_WHAT TO DO_:
(1) In the patch email, rewrite the paragraph that begins "Refactor raid1_make_request" as one shorter sentence that keeps its main facts.
(2) Lay out the part of the records that runs from their start through the line containing "132L331 124L329 123L321" as a two-column CSV with the columns request and mask. Give one row for each request, put its text and its answer each in one quoted field, and turn line breaks into spaces.

Re: [PATCH 1/2] md/raid1: Refactor raid1_make_request

"John Stoffel" <john@xxxxxxxxxxx> · Thu, 1 Dec 2016 11:04:51 -0500

>>>>> "Robert" == Robert LeBlanc <robert@xxxxxxxxxxxxx> writes:

Robert> Refactor raid1_make_request to make read and write code in their own
Robert> functions to clean up the code.

Robert> Signed-off-by: Robert LeBlanc <robert@xxxxxxxxxxxxx>
Robert> ---
Robert>  drivers/md/raid1.c | 244 +++++++++++++++++++++++++++--------------------------
Robert>  1 file changed, 126 insertions(+), 118 deletions(-)

Robert> diff --git a/drivers/md/raid1.c b/drivers/md/raid1.c
Robert> index 21dc00e..5aa0f89 100644
Robert> --- a/drivers/md/raid1.c
Robert> +++ b/drivers/md/raid1.c
Robert> @@ -1032,17 +1032,96 @@ static void raid1_unplug(struct blk_plug_cb *cb, bool from_schedule)
Robert>  	kfree(plug);
Robert>  }

Robert> -static void raid1_make_request(struct mddev *mddev, struct bio * bio)
Robert> +static void raid1_read_request(struct mddev *mddev, struct bio *bio,
Robert> +				 struct r1bio *r1_bio)

(Data extracted from a collection)
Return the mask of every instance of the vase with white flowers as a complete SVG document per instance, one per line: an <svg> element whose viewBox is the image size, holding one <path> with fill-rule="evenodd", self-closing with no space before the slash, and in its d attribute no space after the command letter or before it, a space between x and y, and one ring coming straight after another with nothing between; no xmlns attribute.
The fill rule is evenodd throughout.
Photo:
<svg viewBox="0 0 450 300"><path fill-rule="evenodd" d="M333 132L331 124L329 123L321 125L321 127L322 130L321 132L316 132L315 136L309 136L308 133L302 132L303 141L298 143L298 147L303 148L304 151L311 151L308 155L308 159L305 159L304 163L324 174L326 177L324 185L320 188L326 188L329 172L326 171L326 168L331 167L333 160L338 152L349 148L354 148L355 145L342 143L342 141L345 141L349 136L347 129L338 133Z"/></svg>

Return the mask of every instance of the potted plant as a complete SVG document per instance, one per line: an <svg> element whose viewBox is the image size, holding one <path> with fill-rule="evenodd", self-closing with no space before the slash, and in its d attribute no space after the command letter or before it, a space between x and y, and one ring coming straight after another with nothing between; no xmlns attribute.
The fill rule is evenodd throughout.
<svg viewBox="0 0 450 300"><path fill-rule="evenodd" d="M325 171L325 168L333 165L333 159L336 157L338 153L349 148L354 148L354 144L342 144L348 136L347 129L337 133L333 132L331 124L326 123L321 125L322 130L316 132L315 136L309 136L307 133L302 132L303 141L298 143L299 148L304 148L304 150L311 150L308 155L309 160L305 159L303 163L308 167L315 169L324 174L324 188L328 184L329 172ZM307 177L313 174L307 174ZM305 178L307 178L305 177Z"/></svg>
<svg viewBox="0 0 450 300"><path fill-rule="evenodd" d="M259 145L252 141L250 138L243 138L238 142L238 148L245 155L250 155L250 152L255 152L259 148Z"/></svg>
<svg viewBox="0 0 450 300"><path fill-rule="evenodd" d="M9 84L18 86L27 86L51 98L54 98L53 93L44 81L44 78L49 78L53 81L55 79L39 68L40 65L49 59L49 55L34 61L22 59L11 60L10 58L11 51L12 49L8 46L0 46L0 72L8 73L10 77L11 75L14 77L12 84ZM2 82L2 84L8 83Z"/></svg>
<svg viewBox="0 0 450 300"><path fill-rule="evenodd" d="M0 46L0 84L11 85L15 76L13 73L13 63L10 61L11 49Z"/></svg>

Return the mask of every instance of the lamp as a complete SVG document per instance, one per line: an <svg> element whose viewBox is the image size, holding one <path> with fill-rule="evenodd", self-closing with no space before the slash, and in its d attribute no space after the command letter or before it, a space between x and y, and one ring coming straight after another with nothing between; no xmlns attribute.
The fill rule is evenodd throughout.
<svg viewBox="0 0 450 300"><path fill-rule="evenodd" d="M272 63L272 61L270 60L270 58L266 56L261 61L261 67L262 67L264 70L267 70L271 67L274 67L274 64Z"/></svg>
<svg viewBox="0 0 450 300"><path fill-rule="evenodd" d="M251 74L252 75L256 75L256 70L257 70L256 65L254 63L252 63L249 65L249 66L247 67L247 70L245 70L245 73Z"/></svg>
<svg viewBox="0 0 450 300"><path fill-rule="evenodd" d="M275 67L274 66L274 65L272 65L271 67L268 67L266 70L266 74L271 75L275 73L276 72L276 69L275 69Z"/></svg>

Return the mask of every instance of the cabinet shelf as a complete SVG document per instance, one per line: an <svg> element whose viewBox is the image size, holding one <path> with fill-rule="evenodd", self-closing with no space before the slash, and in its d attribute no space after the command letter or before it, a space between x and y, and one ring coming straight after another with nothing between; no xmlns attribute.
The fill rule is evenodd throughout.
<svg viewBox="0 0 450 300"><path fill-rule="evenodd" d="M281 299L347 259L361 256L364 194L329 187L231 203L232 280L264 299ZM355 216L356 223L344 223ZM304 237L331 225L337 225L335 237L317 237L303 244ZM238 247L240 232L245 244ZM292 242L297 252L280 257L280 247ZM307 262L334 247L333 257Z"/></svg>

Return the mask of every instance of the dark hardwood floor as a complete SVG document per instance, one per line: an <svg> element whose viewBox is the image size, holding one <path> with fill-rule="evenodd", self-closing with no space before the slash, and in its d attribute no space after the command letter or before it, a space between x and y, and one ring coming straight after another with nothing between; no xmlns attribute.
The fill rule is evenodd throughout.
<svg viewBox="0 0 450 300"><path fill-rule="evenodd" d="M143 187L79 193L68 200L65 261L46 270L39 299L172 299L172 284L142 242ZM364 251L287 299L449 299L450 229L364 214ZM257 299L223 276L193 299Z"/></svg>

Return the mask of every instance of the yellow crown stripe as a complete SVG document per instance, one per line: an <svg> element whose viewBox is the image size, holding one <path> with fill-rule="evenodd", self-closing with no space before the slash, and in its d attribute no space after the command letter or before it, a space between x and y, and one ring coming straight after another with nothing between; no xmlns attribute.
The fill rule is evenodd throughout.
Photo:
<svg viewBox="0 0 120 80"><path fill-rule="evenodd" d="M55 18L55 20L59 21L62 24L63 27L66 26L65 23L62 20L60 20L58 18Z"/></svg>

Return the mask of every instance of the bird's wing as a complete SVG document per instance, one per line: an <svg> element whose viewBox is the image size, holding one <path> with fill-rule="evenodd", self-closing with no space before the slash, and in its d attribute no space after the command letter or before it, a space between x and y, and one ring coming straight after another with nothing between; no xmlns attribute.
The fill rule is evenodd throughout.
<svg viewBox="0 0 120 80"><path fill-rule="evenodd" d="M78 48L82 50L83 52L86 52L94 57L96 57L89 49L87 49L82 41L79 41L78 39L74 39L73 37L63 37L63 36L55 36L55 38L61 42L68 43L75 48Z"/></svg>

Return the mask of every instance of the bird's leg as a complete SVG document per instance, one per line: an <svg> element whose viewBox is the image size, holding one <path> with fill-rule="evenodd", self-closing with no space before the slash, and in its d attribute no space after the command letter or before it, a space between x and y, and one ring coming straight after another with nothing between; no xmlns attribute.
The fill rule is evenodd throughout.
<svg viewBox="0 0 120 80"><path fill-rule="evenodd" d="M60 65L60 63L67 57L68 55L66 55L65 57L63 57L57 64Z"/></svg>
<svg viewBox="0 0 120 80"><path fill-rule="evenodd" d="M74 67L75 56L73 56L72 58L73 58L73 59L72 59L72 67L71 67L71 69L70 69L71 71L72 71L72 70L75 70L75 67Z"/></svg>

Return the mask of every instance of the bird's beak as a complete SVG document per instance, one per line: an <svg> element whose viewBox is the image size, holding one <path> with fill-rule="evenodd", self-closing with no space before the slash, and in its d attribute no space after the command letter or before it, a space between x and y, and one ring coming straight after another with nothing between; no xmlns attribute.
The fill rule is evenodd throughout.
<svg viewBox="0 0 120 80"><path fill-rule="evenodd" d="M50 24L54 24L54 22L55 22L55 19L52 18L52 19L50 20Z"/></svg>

_SOLUTIONS TO THE PROBLEMS_:
(1) The patch splits the read and write code of raid1_make_request into separate functions to clean up the code.

(2)
request,mask
"Return the mask of every instance of the vase with white flowers as a complete SVG document per instance, one per line: an <svg> element whose viewBox is the image size, holding one <path> with fill-rule=""evenodd"", self-closing with no space before the slash, and in its d attribute no space after the command letter or before it, a space between x and y, and one ring coming straight after another with nothing between; no xmlns attribute. The fill rule is evenodd throughout. Photo:","<svg viewBox=""0 0 450 300""><path fill-rule=""evenodd"" d=""M333 132L331 124L329 123L321 125L321 127L322 130L321 132L316 132L315 136L309 136L308 133L302 132L303 141L298 143L298 147L303 148L304 151L311 151L308 155L308 159L305 159L304 163L324 174L326 177L324 185L320 188L326 188L329 172L326 171L326 168L331 167L333 160L338 152L349 148L354 148L355 145L342 143L342 141L345 141L349 136L347 129L338 133Z""/></svg>"